Directions → Output every line of the records below without any change.

[Spatial annotation records]
○ ○ ○ ○ ○ ○ ○
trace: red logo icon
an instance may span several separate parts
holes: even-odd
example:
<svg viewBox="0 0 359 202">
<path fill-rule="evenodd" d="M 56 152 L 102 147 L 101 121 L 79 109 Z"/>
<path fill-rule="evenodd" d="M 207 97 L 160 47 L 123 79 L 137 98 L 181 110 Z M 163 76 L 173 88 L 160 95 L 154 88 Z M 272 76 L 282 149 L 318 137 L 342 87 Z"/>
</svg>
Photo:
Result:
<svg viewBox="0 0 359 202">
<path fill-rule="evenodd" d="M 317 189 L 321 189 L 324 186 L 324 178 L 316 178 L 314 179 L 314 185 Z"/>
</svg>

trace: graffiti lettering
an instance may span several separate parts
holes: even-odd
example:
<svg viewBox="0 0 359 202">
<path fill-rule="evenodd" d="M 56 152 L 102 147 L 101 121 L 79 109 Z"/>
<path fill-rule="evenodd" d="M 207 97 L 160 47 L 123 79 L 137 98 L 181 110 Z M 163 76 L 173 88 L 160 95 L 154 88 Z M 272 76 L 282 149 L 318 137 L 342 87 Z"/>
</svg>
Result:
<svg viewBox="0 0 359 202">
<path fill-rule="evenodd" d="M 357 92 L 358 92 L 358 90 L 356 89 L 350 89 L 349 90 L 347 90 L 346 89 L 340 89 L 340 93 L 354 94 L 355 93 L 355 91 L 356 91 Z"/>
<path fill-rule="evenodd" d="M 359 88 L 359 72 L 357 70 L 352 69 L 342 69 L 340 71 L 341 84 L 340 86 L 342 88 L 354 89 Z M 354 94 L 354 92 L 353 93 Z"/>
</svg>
○ ○ ○ ○ ○ ○ ○
Solution to the exercise →
trace: red logo icon
an instance may span several separate parts
holes: even-odd
example:
<svg viewBox="0 0 359 202">
<path fill-rule="evenodd" d="M 56 152 L 102 147 L 101 121 L 79 109 Z"/>
<path fill-rule="evenodd" d="M 207 97 L 160 47 L 123 79 L 137 98 L 181 110 Z M 163 76 L 173 88 L 160 95 L 154 88 Z M 272 76 L 282 149 L 318 137 L 342 87 Z"/>
</svg>
Photo:
Result:
<svg viewBox="0 0 359 202">
<path fill-rule="evenodd" d="M 317 189 L 321 189 L 324 186 L 324 178 L 316 178 L 314 179 L 314 185 Z"/>
</svg>

trace: graffiti lettering
an instance may span several separate parts
holes: even-odd
example:
<svg viewBox="0 0 359 202">
<path fill-rule="evenodd" d="M 56 152 L 102 147 L 101 121 L 79 109 Z"/>
<path fill-rule="evenodd" d="M 207 97 L 160 47 L 123 79 L 137 98 L 181 110 Z M 163 76 L 173 88 L 160 95 L 154 88 Z M 272 76 L 282 149 L 318 137 L 342 87 Z"/>
</svg>
Result:
<svg viewBox="0 0 359 202">
<path fill-rule="evenodd" d="M 357 92 L 358 92 L 358 90 L 356 89 L 350 89 L 349 90 L 347 90 L 346 89 L 340 89 L 340 93 L 354 94 L 355 93 L 355 91 L 356 91 Z"/>
<path fill-rule="evenodd" d="M 359 88 L 359 72 L 357 70 L 352 69 L 342 69 L 340 71 L 341 84 L 340 86 L 342 88 L 354 89 Z M 354 94 L 354 92 L 353 93 Z"/>
</svg>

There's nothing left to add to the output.